(Aim of the task): Write out every single entry exactly.

** Opening Data supplied block **

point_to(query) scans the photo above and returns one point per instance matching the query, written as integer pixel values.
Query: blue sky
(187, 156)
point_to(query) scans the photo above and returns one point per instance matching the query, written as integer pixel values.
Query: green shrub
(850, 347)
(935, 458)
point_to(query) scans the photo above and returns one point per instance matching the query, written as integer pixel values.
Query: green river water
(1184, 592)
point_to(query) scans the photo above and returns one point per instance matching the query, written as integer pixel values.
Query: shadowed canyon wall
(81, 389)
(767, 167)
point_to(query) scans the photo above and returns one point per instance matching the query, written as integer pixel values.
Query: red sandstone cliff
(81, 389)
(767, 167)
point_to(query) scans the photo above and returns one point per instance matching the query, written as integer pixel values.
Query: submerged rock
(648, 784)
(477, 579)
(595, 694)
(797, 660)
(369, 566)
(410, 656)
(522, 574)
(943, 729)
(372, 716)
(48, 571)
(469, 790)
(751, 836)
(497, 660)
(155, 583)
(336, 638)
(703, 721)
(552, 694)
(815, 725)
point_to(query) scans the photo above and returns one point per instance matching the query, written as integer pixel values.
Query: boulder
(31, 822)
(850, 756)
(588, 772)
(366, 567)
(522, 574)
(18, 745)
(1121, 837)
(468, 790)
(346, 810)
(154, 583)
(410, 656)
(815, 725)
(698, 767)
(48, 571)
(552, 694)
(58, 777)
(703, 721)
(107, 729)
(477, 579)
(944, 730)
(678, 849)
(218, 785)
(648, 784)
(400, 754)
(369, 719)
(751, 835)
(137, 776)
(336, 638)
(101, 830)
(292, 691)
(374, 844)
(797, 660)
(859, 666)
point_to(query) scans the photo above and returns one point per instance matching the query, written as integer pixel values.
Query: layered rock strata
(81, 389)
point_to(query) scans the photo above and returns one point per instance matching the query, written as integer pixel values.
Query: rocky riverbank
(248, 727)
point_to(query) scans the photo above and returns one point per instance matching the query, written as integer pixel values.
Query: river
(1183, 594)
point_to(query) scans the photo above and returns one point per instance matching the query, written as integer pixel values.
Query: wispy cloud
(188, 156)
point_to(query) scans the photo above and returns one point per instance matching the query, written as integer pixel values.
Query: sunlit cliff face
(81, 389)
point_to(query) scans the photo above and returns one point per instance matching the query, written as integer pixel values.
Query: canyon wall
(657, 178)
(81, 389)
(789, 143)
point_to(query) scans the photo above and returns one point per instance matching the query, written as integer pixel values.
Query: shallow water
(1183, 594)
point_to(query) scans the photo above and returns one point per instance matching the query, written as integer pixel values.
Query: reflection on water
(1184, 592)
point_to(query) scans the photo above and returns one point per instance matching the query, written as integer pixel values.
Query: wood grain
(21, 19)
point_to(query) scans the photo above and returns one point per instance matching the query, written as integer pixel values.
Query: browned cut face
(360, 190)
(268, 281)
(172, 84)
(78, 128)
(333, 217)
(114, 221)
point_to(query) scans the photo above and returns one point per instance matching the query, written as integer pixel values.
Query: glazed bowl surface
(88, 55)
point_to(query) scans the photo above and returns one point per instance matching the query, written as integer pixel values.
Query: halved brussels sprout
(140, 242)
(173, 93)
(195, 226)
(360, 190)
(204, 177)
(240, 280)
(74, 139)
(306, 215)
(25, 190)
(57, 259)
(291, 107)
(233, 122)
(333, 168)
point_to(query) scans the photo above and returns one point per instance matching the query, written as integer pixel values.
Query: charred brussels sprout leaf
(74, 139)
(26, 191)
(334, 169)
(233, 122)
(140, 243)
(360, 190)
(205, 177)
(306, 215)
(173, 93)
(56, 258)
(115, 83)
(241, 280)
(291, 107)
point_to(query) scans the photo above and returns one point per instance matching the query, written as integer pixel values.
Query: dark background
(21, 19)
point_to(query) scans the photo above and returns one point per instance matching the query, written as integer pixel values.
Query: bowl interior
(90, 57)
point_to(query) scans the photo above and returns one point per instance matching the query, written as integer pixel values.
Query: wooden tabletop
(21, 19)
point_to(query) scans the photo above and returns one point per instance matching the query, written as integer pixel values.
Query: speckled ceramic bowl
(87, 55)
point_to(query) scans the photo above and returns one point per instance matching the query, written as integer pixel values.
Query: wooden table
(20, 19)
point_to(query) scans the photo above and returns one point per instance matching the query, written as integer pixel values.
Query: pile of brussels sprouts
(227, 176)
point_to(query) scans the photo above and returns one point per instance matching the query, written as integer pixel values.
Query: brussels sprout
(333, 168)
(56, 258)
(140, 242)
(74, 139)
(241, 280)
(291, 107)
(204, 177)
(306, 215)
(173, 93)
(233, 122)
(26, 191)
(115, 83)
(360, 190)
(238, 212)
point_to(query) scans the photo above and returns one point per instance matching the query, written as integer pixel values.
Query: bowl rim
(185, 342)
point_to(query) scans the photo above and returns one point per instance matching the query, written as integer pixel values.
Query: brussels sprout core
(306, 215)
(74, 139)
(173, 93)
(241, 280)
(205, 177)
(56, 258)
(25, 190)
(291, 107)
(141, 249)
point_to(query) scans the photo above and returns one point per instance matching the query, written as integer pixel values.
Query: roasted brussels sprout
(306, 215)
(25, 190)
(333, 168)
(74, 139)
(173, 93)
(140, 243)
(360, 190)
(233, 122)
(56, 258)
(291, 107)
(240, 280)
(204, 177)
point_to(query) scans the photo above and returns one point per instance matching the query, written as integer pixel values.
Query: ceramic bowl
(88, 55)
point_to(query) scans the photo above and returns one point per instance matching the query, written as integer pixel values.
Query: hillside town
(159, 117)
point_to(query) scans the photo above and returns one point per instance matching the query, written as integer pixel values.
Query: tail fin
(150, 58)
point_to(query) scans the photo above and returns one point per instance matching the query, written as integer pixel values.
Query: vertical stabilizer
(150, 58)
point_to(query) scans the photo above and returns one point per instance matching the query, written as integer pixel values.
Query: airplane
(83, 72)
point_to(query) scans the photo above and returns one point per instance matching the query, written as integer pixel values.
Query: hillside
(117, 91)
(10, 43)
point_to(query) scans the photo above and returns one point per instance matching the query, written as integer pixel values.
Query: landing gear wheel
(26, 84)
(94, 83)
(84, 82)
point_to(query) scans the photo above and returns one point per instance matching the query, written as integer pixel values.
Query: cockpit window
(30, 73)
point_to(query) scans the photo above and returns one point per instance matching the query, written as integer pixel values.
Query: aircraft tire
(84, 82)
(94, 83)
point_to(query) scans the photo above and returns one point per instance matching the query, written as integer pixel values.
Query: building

** Closing Data supplied block **

(Answer to the problem):
point_to(query) scans the photo above and returns one point per instance matching the query, written as integer pixel values.
Query: blue sky
(187, 156)
point_to(query) scans the photo above and returns one point per instance matching the query, written as integer pixel values.
Query: green shrub
(850, 347)
(935, 458)
point_to(query) scans the photo above and returns one point per instance matching the query, written as integer pixel values.
Query: green river water
(1184, 592)
point_to(query) scans the photo above and returns one point per instance matching the query, written as integer pixel values.
Query: shadowed canyon wall
(81, 389)
(767, 167)
point_to(query) scans the photo above and returns one point per instance matching the query, written as integer pixel values.
Query: red sandstone cliff
(81, 389)
(767, 167)
point_to(query) scans the photo above and returns one point per instance matching the query, written as integer pixel values.
Query: submerged rock
(648, 784)
(477, 579)
(595, 694)
(797, 660)
(369, 566)
(410, 656)
(522, 574)
(943, 729)
(372, 716)
(48, 571)
(469, 790)
(751, 836)
(497, 660)
(155, 583)
(336, 638)
(703, 721)
(552, 694)
(815, 725)
point_to(query) scans the photo above and returns one point per instance matching the query, written as integer pixel values.
Query: boulder
(31, 822)
(850, 756)
(588, 772)
(366, 567)
(522, 574)
(18, 745)
(1121, 837)
(468, 790)
(346, 810)
(154, 583)
(410, 656)
(815, 725)
(698, 767)
(48, 571)
(552, 694)
(58, 777)
(703, 721)
(107, 729)
(477, 579)
(944, 730)
(678, 849)
(218, 785)
(648, 784)
(400, 754)
(369, 719)
(751, 835)
(137, 776)
(336, 638)
(101, 830)
(292, 691)
(374, 844)
(797, 660)
(859, 666)
point_to(query) scans the photo above and returns one point per instance matching the query, written as integer pixel values.
Query: layered rock strata
(81, 389)
point_to(query) scans the photo above and returns one point per instance matching the query, written as integer pixel values.
Query: rocky riverbank
(248, 727)
point_to(query) scans the photo above and returns one point per instance matching the query, written as integer pixel values.
Query: river
(1183, 594)
point_to(query) scans the photo above and returns one point per instance matching the query, written as integer pixel values.
Query: wispy cloud
(188, 156)
point_to(query) scans the photo above and returns one point per instance matching the query, written as integer pixel values.
Query: sunlit cliff face
(81, 389)
point_to(query) scans the photo above and returns one point per instance matching the query, written as integer pixel values.
Query: canyon wall
(657, 178)
(81, 389)
(789, 143)
point_to(query) scans the photo above and returns one point per instance matching the query, written as integer pixel values.
Query: shallow water
(1183, 594)
point_to(query) scans the photo above and returns one point per instance matching the query, written as integer pixel values.
Query: reflection on water
(1184, 592)
point_to(query) scans the photo above and returns one point per instance matching the query, written as integer pixel values.
Query: wood grain
(21, 19)
point_to(query) scans the photo above and returns one point per instance matching the query, written as integer pixel values.
Query: browned cut face
(360, 190)
(268, 281)
(172, 84)
(78, 128)
(333, 217)
(114, 221)
point_to(query) scans the photo above and returns one point per instance matching the query, written as integer pixel values.
Query: glazed bowl surface
(88, 55)
point_to(query) scans the photo above and returns one point per instance matching the query, written as integer pixel values.
Query: halved brussels sprout
(140, 242)
(173, 93)
(195, 226)
(360, 190)
(204, 177)
(240, 280)
(74, 139)
(306, 215)
(25, 190)
(57, 259)
(291, 107)
(233, 122)
(333, 168)
point_to(query) scans the photo above and returns one point per instance matching the query, written as integer pixel values.
Query: charred brussels sprout leaf
(74, 139)
(26, 191)
(334, 169)
(233, 122)
(140, 243)
(360, 190)
(205, 177)
(306, 215)
(173, 93)
(56, 258)
(115, 83)
(241, 280)
(291, 107)
point_to(query) scans the photo above and returns one point per instance matching the query, written as integer pixel values.
Query: dark background
(21, 19)
point_to(query) scans the photo above and returns one point per instance matching the query, written as integer pixel values.
Query: bowl interior
(90, 57)
point_to(query) scans the photo above and returns one point per instance matching the query, written as integer pixel values.
Query: wooden tabletop
(21, 19)
point_to(query) scans the photo above and returns one point per instance matching the query, written as integer pixel values.
Query: speckled ceramic bowl
(87, 55)
point_to(query) scans the photo above and returns one point per instance matching the query, written as integer pixel values.
Query: wooden table
(20, 19)
point_to(query) scans the photo above and returns one point per instance matching the query, written as integer pixel values.
Query: pile of brussels sprouts
(227, 176)
point_to(query) scans the photo above and returns one point per instance matching the query, written as integer pixel values.
Query: brussels sprout
(333, 168)
(56, 258)
(140, 242)
(74, 139)
(241, 280)
(291, 107)
(204, 177)
(306, 215)
(173, 93)
(233, 122)
(26, 191)
(115, 83)
(360, 190)
(238, 212)
point_to(query) scans the photo above and returns one point per instance matching the query, written as integer pixel values.
Query: bowl rim
(185, 342)
point_to(query) scans the photo above and returns one point per instance matching the query, written as integer pixel values.
Query: brussels sprout core
(306, 215)
(74, 139)
(173, 93)
(241, 280)
(205, 177)
(56, 258)
(25, 190)
(291, 107)
(141, 249)
point_to(query) scans the photo above and returns one point per instance matching the query, written as integer pixel values.
Query: roasted brussels sprout
(306, 215)
(25, 190)
(333, 168)
(74, 139)
(173, 93)
(140, 243)
(360, 190)
(233, 122)
(56, 258)
(291, 107)
(240, 280)
(204, 177)
point_to(query) scans the photo above and returns one point per instance matching the query, written as integer pixel values.
Query: ceramic bowl
(88, 55)
point_to(query) scans the photo above and returns one point per instance matching the query, written as integer pixel values.
Query: hillside town
(159, 117)
point_to(query) scans the photo above and returns one point per instance matching the query, written as integer pixel values.
Query: tail fin
(150, 58)
point_to(query) scans the photo above and returns one point per instance matching the query, written as integer pixel values.
Query: vertical stabilizer
(150, 58)
point_to(query) scans the photo above and returns one point per instance matching the query, written as integer pixel values.
Query: airplane
(83, 72)
point_to(query) scans the photo above and returns one point per instance matching the query, written as integer pixel values.
Query: hillside
(117, 91)
(10, 43)
point_to(query) scans the photo above and returns one point per instance matching the query, written as integer pixel values.
Query: landing gear wheel
(26, 84)
(94, 83)
(84, 82)
point_to(query) scans the photo above and returns one point per instance matching the query, written as integer pixel values.
Query: cockpit window
(30, 73)
point_to(query) scans the photo above and returns one point per instance matching the query, written as integer pixel values.
Query: aircraft tire
(84, 82)
(94, 83)
point_to(query) scans the photo above and returns one point per instance matching the query, written as integer pixel values.
Query: building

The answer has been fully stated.